What needs to be done: In the passage below, what story does ‘One Too Many’ narrate?
----- Reading passage
In these instances, and at other moments, especially on ‘One Too Many’ and ‘Killjoy’, there’s an overriding aura of loss and melancholy, a feeling that the party’s over and only the desperate and dissolute remain. But as vividly attested to in Anika’s lyrics, it’s at this point of adversity that some uncomfortable truths can be confronted. ‘One Too Many’ narrates a story of self-destruction and crumbling masculinity, with the languid afterglow of clouded synth knells hanging in the air like delicate, self-contained emittances of failing light. It’s a song of bleak but tender solemnity that captures beauty even in the midst of bearing witness to a self-inflicted brush with ruin. ‘Killjoy’ comes from a similar place, a leaden dirge that replaces pity with denunciation.
----------
----- Data for review
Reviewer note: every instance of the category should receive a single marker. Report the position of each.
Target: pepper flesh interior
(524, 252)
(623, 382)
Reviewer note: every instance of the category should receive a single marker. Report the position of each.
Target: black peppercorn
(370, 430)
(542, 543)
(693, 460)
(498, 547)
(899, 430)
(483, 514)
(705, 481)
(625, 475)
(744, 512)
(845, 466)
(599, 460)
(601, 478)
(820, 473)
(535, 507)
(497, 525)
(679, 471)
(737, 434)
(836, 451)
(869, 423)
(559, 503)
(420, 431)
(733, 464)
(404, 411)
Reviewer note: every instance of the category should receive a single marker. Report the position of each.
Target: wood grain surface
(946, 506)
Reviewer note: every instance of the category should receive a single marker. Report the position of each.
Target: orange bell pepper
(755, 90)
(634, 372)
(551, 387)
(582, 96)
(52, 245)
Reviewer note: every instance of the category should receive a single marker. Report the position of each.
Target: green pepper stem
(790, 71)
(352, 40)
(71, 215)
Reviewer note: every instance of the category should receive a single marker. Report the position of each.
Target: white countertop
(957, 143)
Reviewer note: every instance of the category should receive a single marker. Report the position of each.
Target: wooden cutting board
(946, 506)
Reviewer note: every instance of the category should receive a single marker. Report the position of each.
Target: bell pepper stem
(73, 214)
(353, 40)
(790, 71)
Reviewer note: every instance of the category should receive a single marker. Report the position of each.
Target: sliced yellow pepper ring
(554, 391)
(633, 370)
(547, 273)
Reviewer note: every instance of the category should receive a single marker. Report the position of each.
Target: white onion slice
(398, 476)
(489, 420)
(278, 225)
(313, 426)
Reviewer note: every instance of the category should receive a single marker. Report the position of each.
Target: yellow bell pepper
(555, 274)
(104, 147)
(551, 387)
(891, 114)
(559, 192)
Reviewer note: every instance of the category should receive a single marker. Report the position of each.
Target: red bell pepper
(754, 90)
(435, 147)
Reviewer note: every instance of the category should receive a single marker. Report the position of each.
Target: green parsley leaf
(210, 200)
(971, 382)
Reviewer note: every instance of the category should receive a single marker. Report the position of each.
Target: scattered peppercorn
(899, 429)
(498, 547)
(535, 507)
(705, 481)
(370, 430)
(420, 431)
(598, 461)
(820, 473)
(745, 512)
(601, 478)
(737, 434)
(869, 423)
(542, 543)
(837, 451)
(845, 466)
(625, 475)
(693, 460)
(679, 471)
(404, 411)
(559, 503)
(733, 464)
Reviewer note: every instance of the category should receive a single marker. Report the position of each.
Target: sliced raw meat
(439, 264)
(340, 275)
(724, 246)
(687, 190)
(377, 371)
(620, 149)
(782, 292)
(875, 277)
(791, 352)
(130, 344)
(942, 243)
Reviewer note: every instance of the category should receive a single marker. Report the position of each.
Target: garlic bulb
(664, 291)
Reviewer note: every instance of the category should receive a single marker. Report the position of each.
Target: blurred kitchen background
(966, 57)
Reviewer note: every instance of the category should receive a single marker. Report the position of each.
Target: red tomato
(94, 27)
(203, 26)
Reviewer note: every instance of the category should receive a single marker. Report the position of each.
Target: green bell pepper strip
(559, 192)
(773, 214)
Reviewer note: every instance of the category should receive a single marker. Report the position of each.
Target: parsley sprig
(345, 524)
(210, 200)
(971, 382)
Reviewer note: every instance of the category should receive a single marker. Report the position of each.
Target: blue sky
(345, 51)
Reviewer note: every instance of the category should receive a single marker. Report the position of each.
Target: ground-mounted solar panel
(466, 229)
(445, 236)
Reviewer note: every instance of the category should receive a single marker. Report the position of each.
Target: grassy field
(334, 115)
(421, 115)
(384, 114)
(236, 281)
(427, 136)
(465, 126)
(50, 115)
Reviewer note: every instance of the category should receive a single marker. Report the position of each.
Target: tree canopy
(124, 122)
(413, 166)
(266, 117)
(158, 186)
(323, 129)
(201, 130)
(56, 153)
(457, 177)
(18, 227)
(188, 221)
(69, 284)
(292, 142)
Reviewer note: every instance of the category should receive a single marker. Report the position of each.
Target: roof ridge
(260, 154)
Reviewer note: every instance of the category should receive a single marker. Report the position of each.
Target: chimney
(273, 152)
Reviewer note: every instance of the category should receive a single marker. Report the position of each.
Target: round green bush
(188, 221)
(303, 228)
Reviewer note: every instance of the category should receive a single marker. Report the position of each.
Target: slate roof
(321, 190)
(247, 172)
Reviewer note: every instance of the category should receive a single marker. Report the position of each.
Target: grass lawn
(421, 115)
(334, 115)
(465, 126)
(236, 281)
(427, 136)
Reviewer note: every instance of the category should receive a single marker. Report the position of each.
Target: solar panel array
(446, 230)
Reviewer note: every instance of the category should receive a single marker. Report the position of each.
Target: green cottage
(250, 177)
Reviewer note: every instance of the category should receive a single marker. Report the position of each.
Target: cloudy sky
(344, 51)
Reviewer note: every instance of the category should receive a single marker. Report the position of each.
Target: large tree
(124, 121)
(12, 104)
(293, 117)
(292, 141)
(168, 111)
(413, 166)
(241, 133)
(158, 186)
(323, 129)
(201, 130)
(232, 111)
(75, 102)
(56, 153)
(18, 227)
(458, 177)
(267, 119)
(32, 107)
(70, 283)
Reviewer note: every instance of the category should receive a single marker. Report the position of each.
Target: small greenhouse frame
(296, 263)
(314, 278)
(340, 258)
----------
Answer to this problem: A story of self-destruction and crumbling masculinity.